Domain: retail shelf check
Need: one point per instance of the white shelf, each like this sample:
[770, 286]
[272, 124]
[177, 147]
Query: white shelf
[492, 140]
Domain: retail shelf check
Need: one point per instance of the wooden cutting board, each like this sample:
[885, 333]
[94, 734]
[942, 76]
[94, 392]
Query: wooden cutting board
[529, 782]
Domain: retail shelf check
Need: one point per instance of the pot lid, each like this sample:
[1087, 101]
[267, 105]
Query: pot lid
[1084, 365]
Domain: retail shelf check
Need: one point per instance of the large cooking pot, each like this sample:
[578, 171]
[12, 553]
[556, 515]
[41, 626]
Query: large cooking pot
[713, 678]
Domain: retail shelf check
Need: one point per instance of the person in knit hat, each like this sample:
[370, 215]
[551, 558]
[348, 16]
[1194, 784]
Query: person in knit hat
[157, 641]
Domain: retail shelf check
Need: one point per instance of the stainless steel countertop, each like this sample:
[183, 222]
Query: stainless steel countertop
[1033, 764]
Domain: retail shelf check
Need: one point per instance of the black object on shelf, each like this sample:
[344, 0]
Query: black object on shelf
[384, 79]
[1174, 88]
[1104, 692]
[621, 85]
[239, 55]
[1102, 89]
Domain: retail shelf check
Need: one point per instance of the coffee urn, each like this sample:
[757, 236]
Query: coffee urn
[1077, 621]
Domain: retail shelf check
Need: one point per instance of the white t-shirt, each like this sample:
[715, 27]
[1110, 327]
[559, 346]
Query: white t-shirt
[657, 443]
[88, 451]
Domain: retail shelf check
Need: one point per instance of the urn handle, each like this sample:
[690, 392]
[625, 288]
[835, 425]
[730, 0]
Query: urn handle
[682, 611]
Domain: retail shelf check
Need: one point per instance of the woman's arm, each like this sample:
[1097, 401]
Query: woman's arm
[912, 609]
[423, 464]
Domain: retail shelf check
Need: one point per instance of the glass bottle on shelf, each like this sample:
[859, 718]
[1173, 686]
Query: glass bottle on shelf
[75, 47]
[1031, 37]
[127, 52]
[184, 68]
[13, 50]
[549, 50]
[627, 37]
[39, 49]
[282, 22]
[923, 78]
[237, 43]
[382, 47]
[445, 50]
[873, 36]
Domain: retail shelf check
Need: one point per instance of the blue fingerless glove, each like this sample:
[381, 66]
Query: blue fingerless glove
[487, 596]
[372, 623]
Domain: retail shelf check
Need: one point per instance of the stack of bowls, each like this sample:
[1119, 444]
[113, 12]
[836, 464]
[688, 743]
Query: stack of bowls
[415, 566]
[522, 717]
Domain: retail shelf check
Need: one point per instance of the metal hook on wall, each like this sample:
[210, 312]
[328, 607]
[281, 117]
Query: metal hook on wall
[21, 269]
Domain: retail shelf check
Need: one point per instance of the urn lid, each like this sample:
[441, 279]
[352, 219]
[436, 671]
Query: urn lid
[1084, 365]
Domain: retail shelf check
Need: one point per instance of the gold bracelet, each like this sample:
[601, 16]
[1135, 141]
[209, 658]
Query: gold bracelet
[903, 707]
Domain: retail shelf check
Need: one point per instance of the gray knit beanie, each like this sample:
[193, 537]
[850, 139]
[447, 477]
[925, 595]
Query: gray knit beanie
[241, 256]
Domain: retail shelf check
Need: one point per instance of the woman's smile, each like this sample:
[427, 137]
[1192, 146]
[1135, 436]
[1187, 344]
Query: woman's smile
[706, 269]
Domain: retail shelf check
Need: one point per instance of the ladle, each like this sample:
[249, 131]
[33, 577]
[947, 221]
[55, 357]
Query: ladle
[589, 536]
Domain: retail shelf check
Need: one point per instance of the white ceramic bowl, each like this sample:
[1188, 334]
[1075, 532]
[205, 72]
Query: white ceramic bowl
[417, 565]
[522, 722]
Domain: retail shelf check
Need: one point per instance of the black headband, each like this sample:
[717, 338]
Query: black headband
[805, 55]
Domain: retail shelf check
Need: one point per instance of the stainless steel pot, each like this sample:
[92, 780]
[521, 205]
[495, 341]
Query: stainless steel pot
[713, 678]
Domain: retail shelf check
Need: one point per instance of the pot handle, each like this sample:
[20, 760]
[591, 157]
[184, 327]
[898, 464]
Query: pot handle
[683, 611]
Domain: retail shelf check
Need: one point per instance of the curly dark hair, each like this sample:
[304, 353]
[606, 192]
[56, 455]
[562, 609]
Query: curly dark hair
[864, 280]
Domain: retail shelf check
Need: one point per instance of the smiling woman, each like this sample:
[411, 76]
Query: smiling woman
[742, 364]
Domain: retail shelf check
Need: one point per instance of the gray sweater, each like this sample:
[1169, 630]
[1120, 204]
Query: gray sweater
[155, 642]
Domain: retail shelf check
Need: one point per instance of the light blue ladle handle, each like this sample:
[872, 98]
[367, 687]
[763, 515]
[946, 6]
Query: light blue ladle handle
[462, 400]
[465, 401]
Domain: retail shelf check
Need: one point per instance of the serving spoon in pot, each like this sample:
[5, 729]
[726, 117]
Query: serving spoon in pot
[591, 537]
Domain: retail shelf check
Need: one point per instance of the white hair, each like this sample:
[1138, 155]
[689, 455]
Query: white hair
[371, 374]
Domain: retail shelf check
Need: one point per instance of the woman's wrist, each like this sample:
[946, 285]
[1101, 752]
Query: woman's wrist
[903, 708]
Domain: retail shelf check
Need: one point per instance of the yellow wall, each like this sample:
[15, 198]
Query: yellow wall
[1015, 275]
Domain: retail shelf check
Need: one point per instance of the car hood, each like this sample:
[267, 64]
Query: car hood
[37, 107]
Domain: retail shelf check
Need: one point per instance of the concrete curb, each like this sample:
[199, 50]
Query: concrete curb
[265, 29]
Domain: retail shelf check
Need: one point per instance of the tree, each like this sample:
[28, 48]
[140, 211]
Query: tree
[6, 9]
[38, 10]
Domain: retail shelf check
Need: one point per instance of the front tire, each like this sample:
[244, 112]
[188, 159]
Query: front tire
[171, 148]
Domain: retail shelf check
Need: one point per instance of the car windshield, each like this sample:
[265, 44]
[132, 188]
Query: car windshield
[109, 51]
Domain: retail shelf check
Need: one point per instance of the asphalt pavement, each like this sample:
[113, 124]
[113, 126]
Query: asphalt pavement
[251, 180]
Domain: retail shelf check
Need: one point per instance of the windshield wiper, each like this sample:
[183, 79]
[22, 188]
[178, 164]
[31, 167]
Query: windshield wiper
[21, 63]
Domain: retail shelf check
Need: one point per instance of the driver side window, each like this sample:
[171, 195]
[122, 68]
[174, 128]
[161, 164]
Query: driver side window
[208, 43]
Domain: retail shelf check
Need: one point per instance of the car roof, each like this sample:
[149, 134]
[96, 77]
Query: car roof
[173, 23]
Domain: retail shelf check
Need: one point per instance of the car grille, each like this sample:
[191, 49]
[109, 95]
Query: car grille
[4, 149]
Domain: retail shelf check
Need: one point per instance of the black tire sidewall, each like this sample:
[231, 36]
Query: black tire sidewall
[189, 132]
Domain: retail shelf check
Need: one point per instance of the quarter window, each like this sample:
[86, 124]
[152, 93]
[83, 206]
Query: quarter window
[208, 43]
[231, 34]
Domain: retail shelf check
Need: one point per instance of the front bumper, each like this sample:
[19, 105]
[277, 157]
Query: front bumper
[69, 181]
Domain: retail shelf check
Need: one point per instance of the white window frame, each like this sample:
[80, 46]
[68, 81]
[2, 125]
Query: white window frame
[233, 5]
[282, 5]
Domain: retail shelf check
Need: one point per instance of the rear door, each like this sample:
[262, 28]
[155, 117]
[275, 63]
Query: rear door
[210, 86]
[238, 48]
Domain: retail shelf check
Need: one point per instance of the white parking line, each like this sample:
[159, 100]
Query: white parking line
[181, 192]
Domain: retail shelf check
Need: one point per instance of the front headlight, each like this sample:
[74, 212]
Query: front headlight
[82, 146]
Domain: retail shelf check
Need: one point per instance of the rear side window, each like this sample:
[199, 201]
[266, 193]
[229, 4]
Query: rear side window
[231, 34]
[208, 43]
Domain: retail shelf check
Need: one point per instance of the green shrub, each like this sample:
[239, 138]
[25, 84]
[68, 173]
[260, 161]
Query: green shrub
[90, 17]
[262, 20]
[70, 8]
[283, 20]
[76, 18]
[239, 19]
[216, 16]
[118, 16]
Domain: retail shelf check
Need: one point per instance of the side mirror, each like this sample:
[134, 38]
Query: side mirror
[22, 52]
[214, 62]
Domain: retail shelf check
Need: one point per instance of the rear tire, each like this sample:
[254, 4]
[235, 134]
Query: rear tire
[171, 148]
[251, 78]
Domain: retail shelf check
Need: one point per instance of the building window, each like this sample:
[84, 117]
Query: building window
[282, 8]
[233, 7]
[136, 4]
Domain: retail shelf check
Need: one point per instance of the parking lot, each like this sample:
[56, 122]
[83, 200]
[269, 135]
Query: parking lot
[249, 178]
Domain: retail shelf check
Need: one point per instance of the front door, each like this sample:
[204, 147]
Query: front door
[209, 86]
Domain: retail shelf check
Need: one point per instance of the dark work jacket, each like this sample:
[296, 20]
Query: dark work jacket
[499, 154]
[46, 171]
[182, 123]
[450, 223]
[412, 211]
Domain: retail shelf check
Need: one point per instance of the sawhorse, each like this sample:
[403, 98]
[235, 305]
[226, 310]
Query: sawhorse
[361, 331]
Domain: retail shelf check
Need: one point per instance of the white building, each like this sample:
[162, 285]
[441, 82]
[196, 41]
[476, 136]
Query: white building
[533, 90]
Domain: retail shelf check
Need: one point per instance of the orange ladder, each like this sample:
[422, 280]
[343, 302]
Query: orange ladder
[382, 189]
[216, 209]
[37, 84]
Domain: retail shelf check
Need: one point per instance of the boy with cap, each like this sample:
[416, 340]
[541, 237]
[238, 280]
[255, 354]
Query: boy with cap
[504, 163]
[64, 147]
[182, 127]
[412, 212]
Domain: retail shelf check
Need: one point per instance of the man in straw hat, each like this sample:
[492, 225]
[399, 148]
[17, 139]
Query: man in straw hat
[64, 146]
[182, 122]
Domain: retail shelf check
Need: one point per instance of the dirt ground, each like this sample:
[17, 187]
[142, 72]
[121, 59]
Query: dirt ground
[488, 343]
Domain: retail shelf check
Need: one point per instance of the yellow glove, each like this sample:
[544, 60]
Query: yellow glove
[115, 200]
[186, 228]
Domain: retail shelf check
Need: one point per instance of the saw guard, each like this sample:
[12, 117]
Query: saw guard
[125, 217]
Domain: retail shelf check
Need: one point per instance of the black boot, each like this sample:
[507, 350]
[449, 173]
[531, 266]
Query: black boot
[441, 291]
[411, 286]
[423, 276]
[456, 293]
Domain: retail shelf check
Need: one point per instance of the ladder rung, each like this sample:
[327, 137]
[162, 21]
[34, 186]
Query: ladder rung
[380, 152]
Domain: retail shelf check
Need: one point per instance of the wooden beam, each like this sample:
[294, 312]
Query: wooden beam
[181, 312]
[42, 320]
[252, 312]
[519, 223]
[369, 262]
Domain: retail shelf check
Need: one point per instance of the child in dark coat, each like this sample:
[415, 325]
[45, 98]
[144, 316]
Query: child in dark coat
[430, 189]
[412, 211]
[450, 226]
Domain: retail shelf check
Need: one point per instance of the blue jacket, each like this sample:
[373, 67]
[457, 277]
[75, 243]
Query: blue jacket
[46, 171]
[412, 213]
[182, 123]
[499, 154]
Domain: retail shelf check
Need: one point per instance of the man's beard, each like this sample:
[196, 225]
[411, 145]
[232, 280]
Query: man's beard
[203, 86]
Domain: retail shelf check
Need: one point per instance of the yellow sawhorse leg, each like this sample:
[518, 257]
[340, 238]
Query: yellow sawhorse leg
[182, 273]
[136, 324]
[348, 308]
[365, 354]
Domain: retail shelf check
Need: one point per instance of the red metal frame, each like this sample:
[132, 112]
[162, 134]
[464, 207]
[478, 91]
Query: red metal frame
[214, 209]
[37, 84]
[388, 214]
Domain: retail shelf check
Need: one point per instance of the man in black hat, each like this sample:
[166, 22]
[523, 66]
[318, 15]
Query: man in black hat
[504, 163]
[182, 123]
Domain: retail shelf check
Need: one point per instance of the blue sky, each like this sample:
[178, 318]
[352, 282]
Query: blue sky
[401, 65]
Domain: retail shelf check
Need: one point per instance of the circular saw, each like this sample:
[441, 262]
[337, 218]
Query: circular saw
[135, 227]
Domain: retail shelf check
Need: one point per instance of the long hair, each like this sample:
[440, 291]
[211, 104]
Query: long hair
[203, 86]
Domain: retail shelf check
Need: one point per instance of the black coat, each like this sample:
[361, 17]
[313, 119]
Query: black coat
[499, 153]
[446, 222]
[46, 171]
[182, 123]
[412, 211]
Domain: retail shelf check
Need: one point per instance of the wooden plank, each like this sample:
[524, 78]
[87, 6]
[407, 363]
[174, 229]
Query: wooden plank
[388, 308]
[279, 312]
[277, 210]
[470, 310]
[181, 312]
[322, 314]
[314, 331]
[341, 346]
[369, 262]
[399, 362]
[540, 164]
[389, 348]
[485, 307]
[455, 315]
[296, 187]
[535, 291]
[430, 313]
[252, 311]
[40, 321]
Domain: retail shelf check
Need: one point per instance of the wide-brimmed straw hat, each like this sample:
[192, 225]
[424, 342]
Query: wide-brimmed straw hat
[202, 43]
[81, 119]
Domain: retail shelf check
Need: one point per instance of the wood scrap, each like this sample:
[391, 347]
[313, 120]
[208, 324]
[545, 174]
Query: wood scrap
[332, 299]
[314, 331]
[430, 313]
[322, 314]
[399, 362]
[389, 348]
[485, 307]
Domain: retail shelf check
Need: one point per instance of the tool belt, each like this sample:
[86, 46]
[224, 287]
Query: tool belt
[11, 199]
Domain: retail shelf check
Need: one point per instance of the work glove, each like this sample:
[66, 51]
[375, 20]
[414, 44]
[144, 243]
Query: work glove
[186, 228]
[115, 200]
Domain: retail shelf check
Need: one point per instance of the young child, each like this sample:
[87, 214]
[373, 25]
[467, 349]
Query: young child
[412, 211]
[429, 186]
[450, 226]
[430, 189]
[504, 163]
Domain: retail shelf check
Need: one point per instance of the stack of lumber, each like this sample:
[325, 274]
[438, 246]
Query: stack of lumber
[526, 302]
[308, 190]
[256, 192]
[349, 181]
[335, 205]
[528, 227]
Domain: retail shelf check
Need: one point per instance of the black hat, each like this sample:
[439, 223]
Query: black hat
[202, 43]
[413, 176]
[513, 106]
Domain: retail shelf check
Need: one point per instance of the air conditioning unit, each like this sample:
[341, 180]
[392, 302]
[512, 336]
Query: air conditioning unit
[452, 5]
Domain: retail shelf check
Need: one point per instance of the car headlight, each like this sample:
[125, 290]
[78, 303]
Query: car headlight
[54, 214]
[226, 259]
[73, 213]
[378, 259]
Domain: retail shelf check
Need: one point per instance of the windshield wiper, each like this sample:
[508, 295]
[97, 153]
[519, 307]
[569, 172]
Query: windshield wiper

# Exercise
How many lines in the entries above contain the word "yellow", counting only matches with the same capitalization? Reply with the number alone.

# Answer to the problem
6